START
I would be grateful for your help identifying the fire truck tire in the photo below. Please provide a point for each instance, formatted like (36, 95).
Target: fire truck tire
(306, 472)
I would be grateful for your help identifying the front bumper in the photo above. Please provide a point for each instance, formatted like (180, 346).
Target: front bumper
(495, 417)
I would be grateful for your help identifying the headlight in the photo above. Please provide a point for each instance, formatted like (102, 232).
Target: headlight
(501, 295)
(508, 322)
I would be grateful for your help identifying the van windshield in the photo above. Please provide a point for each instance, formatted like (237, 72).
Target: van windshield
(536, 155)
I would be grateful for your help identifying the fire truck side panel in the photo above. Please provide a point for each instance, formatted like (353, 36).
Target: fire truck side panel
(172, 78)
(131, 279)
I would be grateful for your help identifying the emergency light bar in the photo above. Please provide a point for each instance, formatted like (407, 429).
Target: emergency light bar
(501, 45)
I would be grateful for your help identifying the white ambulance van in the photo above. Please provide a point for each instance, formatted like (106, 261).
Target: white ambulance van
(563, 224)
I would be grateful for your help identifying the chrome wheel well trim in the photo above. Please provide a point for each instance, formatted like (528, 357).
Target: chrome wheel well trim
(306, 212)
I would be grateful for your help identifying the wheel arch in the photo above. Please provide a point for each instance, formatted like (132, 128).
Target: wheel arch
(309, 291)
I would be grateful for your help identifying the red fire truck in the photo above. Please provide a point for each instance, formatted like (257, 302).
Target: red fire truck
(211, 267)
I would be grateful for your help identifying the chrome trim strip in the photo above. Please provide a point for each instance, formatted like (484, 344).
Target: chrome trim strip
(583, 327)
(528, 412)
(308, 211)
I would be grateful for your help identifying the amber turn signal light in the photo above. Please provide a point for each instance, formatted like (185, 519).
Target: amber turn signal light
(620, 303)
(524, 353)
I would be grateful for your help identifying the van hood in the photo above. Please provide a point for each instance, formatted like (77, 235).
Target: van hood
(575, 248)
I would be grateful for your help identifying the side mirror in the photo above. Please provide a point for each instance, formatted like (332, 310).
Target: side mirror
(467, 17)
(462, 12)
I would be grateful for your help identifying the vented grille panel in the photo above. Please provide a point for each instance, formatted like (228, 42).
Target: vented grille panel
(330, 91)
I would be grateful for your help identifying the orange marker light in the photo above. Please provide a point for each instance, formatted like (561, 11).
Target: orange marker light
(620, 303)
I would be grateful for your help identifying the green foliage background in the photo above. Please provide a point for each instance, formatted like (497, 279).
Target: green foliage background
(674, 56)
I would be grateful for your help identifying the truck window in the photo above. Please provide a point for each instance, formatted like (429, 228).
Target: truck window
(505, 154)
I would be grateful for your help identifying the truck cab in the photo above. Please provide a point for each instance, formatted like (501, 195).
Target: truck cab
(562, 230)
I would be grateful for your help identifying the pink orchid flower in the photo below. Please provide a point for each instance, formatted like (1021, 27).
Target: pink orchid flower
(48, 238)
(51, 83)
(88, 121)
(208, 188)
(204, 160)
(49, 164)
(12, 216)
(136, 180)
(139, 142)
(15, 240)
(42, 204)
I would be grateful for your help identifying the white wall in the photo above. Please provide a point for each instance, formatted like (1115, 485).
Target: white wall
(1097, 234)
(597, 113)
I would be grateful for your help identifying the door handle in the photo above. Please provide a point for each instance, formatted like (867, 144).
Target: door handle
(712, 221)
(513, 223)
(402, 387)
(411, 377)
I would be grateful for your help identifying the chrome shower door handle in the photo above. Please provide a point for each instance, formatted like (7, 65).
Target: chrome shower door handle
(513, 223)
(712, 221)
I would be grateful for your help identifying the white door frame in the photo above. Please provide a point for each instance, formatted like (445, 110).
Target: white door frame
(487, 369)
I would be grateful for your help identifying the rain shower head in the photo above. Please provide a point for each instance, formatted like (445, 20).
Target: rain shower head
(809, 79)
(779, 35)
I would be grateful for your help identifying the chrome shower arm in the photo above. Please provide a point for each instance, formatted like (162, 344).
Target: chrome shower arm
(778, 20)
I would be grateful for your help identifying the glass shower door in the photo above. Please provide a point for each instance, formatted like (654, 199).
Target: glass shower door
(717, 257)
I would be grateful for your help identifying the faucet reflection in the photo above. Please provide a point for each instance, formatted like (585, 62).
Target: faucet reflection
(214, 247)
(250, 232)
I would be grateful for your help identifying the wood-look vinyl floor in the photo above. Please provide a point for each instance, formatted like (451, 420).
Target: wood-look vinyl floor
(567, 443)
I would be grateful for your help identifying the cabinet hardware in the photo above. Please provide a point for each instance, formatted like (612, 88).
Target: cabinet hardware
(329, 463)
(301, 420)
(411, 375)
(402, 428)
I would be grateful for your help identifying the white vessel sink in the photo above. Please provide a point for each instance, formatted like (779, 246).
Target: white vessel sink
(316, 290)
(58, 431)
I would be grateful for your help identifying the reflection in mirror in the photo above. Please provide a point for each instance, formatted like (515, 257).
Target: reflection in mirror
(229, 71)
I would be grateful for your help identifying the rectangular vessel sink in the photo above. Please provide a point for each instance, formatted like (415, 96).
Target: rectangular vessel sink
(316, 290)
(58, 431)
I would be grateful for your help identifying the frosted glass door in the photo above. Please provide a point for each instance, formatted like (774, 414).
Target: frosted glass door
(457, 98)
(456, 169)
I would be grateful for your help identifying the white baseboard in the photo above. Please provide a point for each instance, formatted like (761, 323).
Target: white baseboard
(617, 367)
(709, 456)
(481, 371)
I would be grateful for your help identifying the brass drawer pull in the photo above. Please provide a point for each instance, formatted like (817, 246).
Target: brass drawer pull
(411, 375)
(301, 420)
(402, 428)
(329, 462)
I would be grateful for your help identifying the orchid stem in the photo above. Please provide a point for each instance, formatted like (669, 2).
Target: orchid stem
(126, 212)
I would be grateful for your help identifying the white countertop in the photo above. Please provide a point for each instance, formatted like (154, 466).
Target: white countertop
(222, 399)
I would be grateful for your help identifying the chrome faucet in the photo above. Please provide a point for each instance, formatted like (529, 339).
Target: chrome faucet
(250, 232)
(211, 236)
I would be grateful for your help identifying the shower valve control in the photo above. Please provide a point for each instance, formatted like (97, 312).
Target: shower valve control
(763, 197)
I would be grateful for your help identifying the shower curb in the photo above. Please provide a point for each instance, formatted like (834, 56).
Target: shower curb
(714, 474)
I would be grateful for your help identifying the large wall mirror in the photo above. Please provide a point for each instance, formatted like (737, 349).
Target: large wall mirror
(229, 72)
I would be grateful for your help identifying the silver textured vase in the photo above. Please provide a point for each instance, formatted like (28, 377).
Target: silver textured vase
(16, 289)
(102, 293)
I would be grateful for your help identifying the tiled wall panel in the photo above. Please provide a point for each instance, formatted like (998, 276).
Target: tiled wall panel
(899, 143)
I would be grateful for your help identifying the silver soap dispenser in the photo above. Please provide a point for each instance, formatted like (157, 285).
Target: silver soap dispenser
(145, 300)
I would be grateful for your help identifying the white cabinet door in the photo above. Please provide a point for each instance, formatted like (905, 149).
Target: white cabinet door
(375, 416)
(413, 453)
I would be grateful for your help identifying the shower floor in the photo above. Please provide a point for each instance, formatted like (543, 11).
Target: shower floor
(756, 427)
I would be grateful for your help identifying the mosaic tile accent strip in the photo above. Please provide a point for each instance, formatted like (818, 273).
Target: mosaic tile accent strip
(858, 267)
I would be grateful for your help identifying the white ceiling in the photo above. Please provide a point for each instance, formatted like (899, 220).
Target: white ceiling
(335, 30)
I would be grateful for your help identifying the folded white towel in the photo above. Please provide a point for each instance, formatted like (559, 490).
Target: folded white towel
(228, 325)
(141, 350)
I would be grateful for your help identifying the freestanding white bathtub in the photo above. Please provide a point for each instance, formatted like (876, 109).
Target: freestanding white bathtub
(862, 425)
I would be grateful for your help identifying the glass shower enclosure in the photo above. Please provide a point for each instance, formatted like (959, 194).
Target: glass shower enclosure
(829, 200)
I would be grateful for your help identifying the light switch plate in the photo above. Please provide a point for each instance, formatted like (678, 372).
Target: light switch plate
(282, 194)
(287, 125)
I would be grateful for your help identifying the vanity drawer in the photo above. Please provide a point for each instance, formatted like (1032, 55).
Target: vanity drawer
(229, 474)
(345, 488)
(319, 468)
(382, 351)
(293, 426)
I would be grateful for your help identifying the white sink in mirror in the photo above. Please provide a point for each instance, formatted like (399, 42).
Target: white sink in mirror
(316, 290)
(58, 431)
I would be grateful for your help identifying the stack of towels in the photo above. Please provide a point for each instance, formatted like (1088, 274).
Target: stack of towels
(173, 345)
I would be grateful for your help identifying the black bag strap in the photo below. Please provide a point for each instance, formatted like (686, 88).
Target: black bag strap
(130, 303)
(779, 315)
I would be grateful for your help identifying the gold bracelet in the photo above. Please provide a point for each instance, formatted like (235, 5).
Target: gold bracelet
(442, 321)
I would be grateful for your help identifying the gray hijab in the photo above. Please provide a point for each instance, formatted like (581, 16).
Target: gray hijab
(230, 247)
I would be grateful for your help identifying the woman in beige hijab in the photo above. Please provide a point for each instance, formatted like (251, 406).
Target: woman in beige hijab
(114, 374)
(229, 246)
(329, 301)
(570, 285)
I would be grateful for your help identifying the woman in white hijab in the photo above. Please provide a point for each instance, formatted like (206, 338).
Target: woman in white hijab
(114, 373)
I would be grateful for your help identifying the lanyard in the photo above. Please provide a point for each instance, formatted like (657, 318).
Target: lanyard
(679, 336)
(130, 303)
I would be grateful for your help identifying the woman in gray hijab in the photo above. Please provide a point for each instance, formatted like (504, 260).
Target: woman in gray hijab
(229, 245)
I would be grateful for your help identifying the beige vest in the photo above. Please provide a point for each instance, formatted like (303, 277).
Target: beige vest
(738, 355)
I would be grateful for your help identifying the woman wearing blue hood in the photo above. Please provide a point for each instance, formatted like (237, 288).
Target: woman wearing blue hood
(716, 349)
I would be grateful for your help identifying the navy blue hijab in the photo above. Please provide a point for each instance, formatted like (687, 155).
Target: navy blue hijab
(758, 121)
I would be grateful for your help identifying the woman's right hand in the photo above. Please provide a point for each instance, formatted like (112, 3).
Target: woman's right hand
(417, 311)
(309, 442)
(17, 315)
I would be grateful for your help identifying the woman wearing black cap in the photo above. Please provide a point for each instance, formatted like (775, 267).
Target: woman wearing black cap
END
◆ Your objective
Copy the part of the records that starts with the line containing "like (775, 267)." and continues through the end of the records.

◆ The result
I would be grateful for your help identifying the woman wearing black cap in the photo above. Please provide a point for each instance, formatted like (775, 267).
Target: woman wearing black cap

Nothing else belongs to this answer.